__Written task__.
Starting at the line that contains "of the sun in" and ending at the last line of the items, output those lines as a numbered list with blank lines left out.

* begin *

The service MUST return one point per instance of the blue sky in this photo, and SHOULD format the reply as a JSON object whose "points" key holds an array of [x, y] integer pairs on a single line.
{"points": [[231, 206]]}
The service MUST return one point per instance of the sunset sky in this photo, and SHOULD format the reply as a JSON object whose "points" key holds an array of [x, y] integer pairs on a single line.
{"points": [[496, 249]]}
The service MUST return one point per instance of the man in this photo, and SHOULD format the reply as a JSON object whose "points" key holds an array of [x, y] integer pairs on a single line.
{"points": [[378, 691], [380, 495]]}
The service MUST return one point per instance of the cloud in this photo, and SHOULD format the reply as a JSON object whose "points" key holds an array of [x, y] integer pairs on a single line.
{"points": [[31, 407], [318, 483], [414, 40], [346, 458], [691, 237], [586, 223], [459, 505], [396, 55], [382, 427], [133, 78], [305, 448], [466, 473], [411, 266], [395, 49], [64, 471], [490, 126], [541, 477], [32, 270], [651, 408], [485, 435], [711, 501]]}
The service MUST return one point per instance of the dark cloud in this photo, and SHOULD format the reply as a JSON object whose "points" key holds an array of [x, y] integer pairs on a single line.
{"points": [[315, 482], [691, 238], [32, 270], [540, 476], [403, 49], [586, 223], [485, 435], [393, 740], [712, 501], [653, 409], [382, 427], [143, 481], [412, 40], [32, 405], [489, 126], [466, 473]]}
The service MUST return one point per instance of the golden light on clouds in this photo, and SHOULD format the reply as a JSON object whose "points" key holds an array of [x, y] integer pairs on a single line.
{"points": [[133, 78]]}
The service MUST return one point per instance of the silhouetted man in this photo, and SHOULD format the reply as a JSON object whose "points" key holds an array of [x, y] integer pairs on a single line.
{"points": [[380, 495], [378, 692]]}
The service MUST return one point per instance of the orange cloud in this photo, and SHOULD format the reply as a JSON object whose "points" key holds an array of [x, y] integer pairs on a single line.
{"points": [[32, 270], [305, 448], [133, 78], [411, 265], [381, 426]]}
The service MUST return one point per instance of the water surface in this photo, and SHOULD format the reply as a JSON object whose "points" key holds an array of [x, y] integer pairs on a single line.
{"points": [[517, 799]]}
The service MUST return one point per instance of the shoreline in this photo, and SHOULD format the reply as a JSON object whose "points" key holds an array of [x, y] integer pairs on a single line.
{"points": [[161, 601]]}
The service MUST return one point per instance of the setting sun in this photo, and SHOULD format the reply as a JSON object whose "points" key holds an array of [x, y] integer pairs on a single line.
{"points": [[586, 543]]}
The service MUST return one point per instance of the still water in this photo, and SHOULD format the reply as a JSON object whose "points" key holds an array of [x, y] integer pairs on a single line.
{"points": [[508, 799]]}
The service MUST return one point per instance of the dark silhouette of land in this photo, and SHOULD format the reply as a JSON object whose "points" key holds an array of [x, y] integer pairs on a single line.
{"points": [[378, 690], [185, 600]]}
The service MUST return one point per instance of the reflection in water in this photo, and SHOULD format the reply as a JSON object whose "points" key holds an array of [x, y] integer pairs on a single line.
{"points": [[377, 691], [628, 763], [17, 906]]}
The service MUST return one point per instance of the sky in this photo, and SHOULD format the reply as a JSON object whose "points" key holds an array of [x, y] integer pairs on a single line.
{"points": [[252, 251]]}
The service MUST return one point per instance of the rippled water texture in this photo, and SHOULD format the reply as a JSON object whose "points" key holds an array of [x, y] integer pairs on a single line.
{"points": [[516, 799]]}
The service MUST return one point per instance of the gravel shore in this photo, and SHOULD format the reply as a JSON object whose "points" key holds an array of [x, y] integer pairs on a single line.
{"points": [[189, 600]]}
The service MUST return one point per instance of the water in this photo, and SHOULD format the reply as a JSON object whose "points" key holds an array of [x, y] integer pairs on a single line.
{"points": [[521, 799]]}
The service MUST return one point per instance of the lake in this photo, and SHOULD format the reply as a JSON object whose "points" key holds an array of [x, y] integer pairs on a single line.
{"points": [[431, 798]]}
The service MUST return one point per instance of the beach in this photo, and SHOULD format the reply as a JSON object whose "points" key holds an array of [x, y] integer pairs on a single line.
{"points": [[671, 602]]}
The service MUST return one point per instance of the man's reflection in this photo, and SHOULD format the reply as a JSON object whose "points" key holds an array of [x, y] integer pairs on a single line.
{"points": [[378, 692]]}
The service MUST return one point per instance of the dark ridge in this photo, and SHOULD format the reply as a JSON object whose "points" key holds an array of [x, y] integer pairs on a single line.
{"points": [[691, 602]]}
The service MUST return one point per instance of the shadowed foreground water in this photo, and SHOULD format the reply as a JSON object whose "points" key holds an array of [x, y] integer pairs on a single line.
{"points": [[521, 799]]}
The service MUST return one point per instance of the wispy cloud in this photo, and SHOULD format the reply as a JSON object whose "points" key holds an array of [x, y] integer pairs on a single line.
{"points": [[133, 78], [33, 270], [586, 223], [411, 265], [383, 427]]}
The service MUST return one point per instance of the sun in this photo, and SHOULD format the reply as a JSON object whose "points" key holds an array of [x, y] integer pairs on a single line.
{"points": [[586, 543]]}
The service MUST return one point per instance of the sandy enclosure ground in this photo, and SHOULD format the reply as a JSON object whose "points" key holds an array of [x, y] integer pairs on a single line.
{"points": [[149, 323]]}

* end *

__Answer to this exercise__.
1. The service MUST return one point per instance of the sun in this photo, and SHOULD format the reply as a JSON object whose "points" key holds an array of [x, y] integer pairs on a single line.
2. {"points": [[586, 543]]}
3. The service MUST return one point per instance of the sandy enclosure ground in this photo, and SHOULD format the reply as a JSON object whose "points" key holds an array of [x, y] integer pairs on a single line.
4. {"points": [[149, 323]]}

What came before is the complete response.